TRECHO CITADO –
▼

A ADI sobre comunidades quilombolas e a interpretação mais adequada, por Paulo Thadeu Gomes da Silva*

O julgamento da ADI 3239, ainda pendente junto ao STF, a par de demonstrar que o tempo de tramitação de um processo não é uma grandeza diretamente proporcional ao da decisão a ser proferida(1), coloca em evidência duas linhas de interpretação totalmente distintas, como se fossem, mesmo, linguagens incomensuráveis.

O Ministro Cezar Peluso, relator da ação, julgou-a procedente com base na inconstitucionalidade formal e material do Decreto 4887/03, que regulamenta o artigo 68, do ADCT(2): a primeira representada pela ofensa aos princípios da legalidade e da reserva de lei; a segunda, material, representada, em linhas gerais, pelo fundamento de que os argumentos defensivos da tese da improcedência são de caráter metajurídico, de lege ferenda, e não delege lata, pois que se trata de compreensões sócio-antropológicas e políticas.

O voto da Ministra Rosa Weber vai em completa direção contrária. Sua premissa primeira se assenta na consideração de que o artigo 68, do ADCT, veicula um direito fundamental de propriedade qualificado das comunidades quilombolas. Daí decorre toda sua argumentação, pois que se se está a tratar de direito fundamental, por força do disposto no artigo 5, § 1, da Constituição, há a expressa vinculação dos poderes estatais à sua promoção e proteção. Nessa linha, o decreto em questão nada mais fez do que regulamentar o direito já plasmado em sede constitucional.

Peluso não considera o artigo 68, do ADCT, norma de eficácia plena e auto-aplicável; Rosa Weber, sim. Peluso considera os saberes de outros campos do conhecimento como metajurídicos e, portanto, não os aproveita em suas razões de decidir; Rosa Weber não, e por causa disso os utiliza na construção de seu voto.

O voto de Peluso é mais centrado no princípio da legalidade, como se o artigo 68, do ADCT, necessitasse de lei para ser regulamentado; no aspecto material, decidiu Peluso que o direito veiculado no artigo em discussão é uma espécie de usucapião. Rosa Weber, de sua vez, decidiu que o artigo 68, do ADCT, já trazia em si mesmo todos os elementos necessários à concretização do direito; no aspecto material, decidiu Rosa Weber que o mesmo artigo veicula um direito de propriedade qualificado.

Sem prejuízo de outros elementos que podem ser identificados nos votos aqui analisados, dois parecem ser, por um enfoque jurídico, os mais dignos de nota: a) a presença de decisões de tribunais estrangeiros na fundamentação do voto da Ministra Rosa Weber; b) a utilização de conhecimentos produzidos em outras áreas da ciência e distintas do direito.

▲

LISTAGEM FORNECIDA –

▼

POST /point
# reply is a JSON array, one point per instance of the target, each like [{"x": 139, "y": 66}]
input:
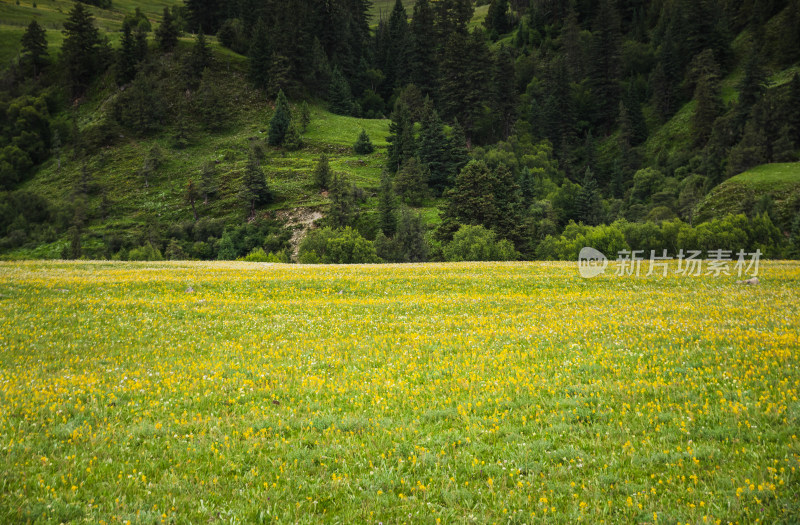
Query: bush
[
  {"x": 337, "y": 246},
  {"x": 476, "y": 243}
]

▲

EXERCÍCIO BREVE 1 – Traduza para o inglês a frase "O voto da Ministra Rosa Weber vai em completa direção contrária.", do texto sobre as comunidades quilombolas.
EXERCÍCIO BREVE 2 – Reproduza o trecho do texto sobre as comunidades quilombolas que começa nas palavras "O voto de Peluso" e termina depois de "distintas do direito.".
EXERCÍCIO BREVE 3 – Escreva a parte seguinte do texto sobre as comunidades quilombolas, a partir do ponto em que ele termina.

RESULTADO FINAL 1 – Justice Rosa Weber's vote goes in the completely opposite direction.

RESULTADO FINAL 2 –
O voto de Peluso é mais centrado no princípio da legalidade, como se o artigo 68, do ADCT, necessitasse de lei para ser regulamentado; no aspecto material, decidiu Peluso que o direito veiculado no artigo em discussão é uma espécie de usucapião. Rosa Weber, de sua vez, decidiu que o artigo 68, do ADCT, já trazia em si mesmo todos os elementos necessários à concretização do direito; no aspecto material, decidiu Rosa Weber que o mesmo artigo veicula um direito de propriedade qualificado.

Sem prejuízo de outros elementos que podem ser identificados nos votos aqui analisados, dois parecem ser, por um enfoque jurídico, os mais dignos de nota: a) a presença de decisões de tribunais estrangeiros na fundamentação do voto da Ministra Rosa Weber; b) a utilização de conhecimentos produzidos em outras áreas da ciência e distintas do direito.

RESULTADO FINAL 3 –
Sobre o primeiro tópico é importante destacar que os tribunais brasileiros manifestam uma boa vontade, representada por uma abertura cognitiva, com relação à análise e valoração de decisões proferidas em tribunais estrangeiros – sejam eles cortes constitucionais ou regionais e internacionais de direitos humanos – em suas respectivas razões de decidir, evento esse que parece ser adequado tanto mais quanto se pense na formação de um direito da sociedade mundial.

Incrementa-se, nesse agir, a troca de informações e compreensões razoáveis entre os sistemas jurídicos da sociedade mundial, o que parece ser traduzido no enfrentamento mais adequado da complexidade a ela inerente. Neste particular aspecto, nunca é demais lembrar que mesmo o sistema jurídico norte-americano e a teoria acadêmica, bastante reticentes a esse evento, se abrem à discussão sobre a utilização de decisões judiciais estrangeiras naquele país(3).

Para o caso aqui tratado essa complexidade é representada pela necessidade de se interpretar normas que contêm direito fundamental. O tema se insere fortemente na concepção de constitucionalismo que se manifesta no tempo histórico presente. Significa, em geral, que é a Constituição que dá o tom à canção. Perde força, nesse quadro, o primado do ordenamento infraconstitucional. Constitucionaliza-se quase tudo, mesmo o direito civil.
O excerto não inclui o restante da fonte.